Requirement
Reproduce the part of the avalanche forum thread below from "Avoid convexities or" up to and including "that won't slide.".

Given passage
▬▬▬▬▬▬▬▬▬▬
# High Avi - Would u go?



## ARSENALFAN (Apr 16, 2012)

Cat ski trip heading out in the am. I don't like what I see and ivambterrified of avalanches. Danger Rating: Friday Alpine Treeline Below Treeline

4 - High
Very dangerous avalanche conditions. Travel in avalanche terrain not recommended.

4 - High
Very dangerous avalanche conditions. Travel in avalanche terrain not recommended.

3 - Considerable
Dangerous avalanche conditions. Careful snowpack evaluation, cautious route finding and conservative decision making essential.
Saturday
Sunday
Alpine
3 - Considerable
3 - Considerable
Treeline
3 - Considerable
3 - Considerable
Below Treeline
3 - Considerable
2 - Moderate
Confidence: Fair
Learn more about danger ratings
Storm Slabs
What Elevation Zone?Which Slopes?Chance of Avalanches?Expected Size?
New snow and wind will likely overload the upper snowpack on a variety of aspects but particularly those on lee aspects in exposed areas. Keep it conservative Friday as the snowpack adjusts to this new load.

Travel and Terrain Advice
Avoid all avalanche terrain during periods of heavy loading from new snow, wind, or rain.
With several weaknesses in the upper meter of the snowpack, the snowpack will require a few days to settle.
Good day to make conservative terrain choices.
Persistent Slabs
What Elevation Zone?Which Slopes?Chance of Avalanches?Expected Size?
The presence of buried weak layers increases the likelihood of larger avalanches that could release to a depth of a metre or even more. The distribution and reactivity of persistent weak layers is highly complex at the present time.

Travel and Terrain Advice
Avoid all avalanche terrain during periods of heavy loading from new snow, wind, or rain.
Avoid convexities or areas with a thin or variable snowpack.
Avoid areas with overhead hazard.
- See more at: South Columbia : Latest Bulletins : Bulletins : Canadian Avalanche Centre : avalanche.ca


----------



## linvillegorge (Jul 6, 2009)

What outfit are you going with? Those cat guides usually know their terrain really, really damn well and oftentimes even do some snowpack management in their zones. They know what they're doing. If you feel that uncomfortable, just straight up tell them that you want to stay out of avy terrain completely. They'll have some safe zones to ride that won't slide.


----------



## ARSENALFAN (Apr 16, 2012)

Thanks man. It was a big step for me to go in the first place and the thoughts of such horrible conditions bulls me out. I don't even care about the 400 bucks I spent. I guess I will head up and assess once I am there.


----------



## linvillegorge (Jul 6, 2009)

With that avy forecast, don't expect to be riding anything too exciting. But, like I said, they know their terrain and I bet you'll still have a shit ton of fun.


----------



## snowklinger (Aug 30, 2011)

One of the first things they told us at the intro to avy class was that conditions near perfection at an equal and relevant rate to avy danger. That is why there are books like "Staying Alive in Avalanche Terrain" by Bruce Tremper, your new Bible.
▬▬▬▬▬▬▬▬▬▬
Material provided
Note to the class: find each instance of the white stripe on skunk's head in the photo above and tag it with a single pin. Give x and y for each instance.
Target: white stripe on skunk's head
▬▬▬▬▬▬▬▬▬▬
Expected answer
Avoid convexities or areas with a thin or variable snowpack.
Avoid areas with overhead hazard.
- See more at: South Columbia : Latest Bulletins : Bulletins : Canadian Avalanche Centre : avalanche.ca


----------



## linvillegorge (Jul 6, 2009)

What outfit are you going with? Those cat guides usually know their terrain really, really damn well and oftentimes even do some snowpack management in their zones. They know what they're doing. If you feel that uncomfortable, just straight up tell them that you want to stay out of avy terrain completely. They'll have some safe zones to ride that won't slide.